WHAT YOU SHOULD DO: Could you filter the records below down to the lines that include the word "rear"?

##### SOURCE DATA

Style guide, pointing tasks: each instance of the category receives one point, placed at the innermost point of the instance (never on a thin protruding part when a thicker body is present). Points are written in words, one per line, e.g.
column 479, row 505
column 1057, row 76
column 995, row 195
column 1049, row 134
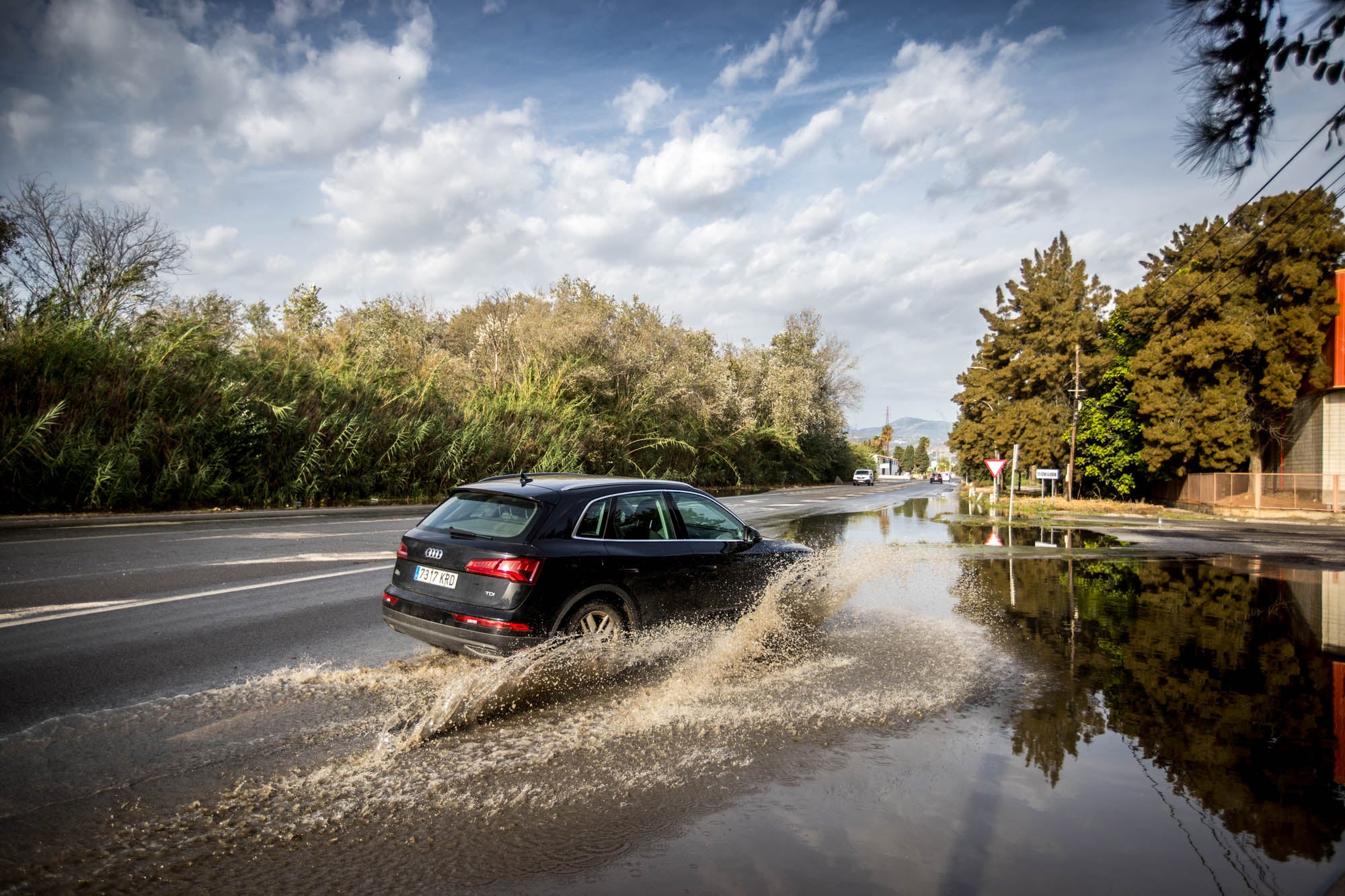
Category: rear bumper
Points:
column 420, row 624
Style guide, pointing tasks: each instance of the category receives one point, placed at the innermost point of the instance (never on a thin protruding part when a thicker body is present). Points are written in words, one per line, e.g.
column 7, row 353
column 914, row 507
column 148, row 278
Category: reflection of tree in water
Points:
column 915, row 507
column 1196, row 666
column 820, row 533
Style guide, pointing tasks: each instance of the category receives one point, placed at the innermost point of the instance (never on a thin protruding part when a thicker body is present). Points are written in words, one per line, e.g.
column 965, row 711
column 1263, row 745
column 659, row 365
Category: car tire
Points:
column 597, row 619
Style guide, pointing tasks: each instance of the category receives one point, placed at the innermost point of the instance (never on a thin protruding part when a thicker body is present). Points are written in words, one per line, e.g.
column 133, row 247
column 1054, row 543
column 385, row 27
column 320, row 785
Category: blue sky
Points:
column 886, row 163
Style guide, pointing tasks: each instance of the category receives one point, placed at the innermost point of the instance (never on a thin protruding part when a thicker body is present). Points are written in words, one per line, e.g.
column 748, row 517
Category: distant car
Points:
column 510, row 561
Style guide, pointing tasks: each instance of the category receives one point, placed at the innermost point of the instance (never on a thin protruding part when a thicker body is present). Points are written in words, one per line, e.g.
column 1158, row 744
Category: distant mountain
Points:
column 907, row 431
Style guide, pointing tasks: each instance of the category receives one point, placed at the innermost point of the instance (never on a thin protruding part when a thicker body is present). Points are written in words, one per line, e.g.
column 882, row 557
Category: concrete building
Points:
column 1317, row 430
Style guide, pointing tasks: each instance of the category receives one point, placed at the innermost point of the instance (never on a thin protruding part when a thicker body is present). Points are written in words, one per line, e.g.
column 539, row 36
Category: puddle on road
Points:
column 926, row 720
column 545, row 763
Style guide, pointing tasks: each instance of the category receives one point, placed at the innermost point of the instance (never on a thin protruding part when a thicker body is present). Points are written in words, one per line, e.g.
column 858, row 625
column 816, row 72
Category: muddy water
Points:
column 909, row 716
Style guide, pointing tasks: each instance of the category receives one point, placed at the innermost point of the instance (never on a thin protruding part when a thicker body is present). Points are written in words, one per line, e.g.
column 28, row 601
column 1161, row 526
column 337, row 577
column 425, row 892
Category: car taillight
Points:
column 498, row 624
column 514, row 568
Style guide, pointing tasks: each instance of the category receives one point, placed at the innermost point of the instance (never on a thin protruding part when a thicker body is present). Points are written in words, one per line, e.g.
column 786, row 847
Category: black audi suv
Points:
column 509, row 561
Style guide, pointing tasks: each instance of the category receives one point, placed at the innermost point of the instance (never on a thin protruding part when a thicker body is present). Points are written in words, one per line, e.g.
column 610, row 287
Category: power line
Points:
column 1260, row 190
column 1247, row 243
column 1301, row 225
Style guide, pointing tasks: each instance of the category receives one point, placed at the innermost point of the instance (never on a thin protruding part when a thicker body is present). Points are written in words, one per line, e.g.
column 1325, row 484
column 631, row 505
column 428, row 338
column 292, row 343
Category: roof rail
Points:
column 529, row 474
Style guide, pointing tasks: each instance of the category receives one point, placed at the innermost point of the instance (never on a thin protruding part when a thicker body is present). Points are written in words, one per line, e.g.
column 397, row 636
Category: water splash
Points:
column 625, row 731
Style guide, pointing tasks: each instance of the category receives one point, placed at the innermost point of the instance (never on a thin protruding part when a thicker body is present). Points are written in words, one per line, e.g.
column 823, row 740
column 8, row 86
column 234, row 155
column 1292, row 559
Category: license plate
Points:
column 436, row 577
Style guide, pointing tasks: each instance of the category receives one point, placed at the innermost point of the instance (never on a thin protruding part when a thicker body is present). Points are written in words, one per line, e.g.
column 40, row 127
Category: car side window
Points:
column 640, row 517
column 705, row 520
column 594, row 521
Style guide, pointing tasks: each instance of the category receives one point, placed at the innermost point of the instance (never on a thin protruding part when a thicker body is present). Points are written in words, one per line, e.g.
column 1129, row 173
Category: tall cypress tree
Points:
column 1017, row 386
column 1231, row 323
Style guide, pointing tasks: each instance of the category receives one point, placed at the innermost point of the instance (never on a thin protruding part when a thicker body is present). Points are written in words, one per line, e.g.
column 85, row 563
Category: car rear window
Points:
column 484, row 514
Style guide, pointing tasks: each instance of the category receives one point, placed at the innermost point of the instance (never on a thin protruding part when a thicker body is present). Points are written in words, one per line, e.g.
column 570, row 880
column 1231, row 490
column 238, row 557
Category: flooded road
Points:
column 917, row 713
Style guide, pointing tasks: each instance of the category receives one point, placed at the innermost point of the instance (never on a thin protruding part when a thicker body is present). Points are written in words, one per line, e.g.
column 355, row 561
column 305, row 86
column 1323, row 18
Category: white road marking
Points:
column 247, row 561
column 64, row 611
column 186, row 536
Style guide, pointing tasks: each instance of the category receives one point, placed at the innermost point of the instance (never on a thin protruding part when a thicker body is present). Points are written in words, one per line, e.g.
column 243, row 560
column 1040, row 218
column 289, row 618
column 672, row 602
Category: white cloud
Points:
column 797, row 37
column 217, row 253
column 451, row 182
column 146, row 139
column 244, row 91
column 291, row 13
column 692, row 170
column 1016, row 194
column 28, row 119
column 953, row 106
column 810, row 135
column 638, row 100
column 151, row 188
column 796, row 72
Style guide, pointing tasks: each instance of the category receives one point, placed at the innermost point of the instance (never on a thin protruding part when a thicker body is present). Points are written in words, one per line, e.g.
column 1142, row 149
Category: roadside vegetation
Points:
column 1194, row 370
column 115, row 395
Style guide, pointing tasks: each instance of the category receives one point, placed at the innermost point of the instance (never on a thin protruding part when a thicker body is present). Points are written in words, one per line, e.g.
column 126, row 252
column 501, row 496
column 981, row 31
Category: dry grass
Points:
column 1090, row 507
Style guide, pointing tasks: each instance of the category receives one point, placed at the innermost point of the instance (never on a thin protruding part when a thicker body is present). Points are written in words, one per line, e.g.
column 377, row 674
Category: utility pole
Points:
column 1074, row 431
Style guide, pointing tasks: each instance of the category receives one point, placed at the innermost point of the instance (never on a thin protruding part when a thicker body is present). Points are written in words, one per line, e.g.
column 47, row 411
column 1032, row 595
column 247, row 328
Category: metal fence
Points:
column 1262, row 491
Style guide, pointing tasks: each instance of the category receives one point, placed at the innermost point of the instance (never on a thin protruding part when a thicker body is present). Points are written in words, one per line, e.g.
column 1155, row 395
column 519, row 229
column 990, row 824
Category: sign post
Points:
column 1054, row 475
column 996, row 466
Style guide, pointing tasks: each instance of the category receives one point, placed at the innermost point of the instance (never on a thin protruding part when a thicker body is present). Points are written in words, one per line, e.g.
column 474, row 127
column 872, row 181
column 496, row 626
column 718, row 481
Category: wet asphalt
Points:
column 107, row 611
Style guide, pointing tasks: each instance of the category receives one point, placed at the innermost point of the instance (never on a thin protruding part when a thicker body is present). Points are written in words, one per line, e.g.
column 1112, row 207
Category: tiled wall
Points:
column 1334, row 432
column 1334, row 611
column 1304, row 452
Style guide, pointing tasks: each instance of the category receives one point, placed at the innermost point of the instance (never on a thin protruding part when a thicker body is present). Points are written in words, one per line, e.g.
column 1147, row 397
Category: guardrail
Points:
column 1264, row 491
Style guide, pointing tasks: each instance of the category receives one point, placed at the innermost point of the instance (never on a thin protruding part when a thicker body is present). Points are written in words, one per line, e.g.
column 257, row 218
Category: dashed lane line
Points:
column 32, row 615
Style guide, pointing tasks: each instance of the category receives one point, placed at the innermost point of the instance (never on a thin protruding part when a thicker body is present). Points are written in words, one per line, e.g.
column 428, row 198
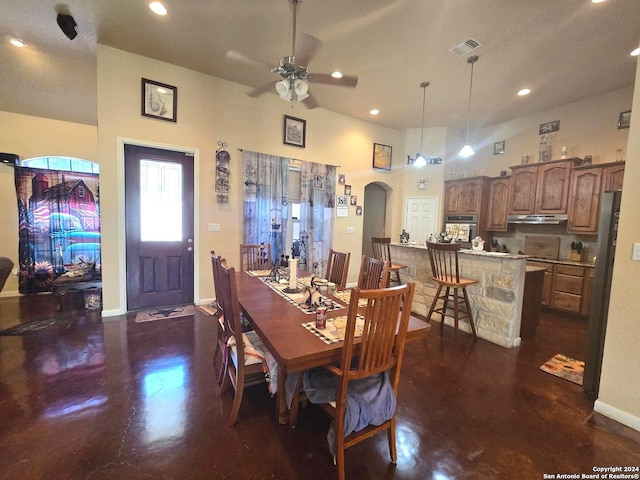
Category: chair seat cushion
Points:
column 255, row 352
column 370, row 401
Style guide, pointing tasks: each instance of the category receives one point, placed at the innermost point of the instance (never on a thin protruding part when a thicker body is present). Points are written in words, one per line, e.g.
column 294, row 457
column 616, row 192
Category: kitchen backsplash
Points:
column 514, row 239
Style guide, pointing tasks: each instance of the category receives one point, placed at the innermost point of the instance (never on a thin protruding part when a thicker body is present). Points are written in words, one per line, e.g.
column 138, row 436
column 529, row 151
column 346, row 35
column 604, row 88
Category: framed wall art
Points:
column 159, row 100
column 295, row 131
column 381, row 156
column 625, row 119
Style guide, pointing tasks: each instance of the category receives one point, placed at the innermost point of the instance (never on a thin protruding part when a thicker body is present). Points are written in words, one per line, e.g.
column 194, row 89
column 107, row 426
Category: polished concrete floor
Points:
column 87, row 399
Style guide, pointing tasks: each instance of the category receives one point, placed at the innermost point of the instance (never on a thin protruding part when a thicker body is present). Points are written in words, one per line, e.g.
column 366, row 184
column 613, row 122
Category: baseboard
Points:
column 618, row 415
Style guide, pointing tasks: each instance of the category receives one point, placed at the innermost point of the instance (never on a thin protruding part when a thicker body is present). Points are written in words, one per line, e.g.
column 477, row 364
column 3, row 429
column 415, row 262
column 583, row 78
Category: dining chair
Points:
column 370, row 361
column 381, row 251
column 255, row 257
column 246, row 359
column 446, row 272
column 337, row 267
column 374, row 273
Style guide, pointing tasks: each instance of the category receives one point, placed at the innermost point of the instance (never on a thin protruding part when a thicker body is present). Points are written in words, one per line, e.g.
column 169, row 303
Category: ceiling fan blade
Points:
column 308, row 46
column 345, row 81
column 267, row 87
column 247, row 60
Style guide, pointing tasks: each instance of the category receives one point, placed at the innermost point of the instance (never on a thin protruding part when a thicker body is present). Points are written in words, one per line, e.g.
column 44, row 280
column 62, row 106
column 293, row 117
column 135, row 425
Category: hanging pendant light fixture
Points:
column 420, row 161
column 467, row 150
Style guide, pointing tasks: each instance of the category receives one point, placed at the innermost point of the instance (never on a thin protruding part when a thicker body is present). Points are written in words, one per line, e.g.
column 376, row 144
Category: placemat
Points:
column 297, row 298
column 334, row 332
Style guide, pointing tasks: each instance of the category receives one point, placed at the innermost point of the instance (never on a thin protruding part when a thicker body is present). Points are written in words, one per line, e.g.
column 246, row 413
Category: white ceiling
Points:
column 564, row 50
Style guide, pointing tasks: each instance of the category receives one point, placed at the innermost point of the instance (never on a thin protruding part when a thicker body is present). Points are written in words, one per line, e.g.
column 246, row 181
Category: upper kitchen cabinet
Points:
column 542, row 188
column 587, row 186
column 498, row 204
column 465, row 196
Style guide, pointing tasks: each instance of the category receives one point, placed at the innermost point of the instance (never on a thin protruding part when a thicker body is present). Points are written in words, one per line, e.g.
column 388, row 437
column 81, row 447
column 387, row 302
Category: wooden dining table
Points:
column 279, row 323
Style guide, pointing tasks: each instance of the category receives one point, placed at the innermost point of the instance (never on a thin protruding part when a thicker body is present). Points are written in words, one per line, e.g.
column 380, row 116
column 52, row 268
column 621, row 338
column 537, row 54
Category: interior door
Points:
column 420, row 218
column 159, row 227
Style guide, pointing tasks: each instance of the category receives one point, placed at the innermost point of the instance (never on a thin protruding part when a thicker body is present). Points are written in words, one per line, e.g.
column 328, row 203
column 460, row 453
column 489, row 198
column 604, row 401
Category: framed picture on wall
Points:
column 381, row 156
column 159, row 100
column 295, row 131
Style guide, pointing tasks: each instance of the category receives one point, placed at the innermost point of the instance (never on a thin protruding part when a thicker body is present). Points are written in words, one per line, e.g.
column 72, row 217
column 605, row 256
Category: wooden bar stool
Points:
column 381, row 251
column 445, row 271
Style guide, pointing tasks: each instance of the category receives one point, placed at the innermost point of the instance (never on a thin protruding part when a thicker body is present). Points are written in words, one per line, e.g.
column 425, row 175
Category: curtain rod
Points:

##########

EXERCISE RESULT:
Category: rear bumper
Category: car rear window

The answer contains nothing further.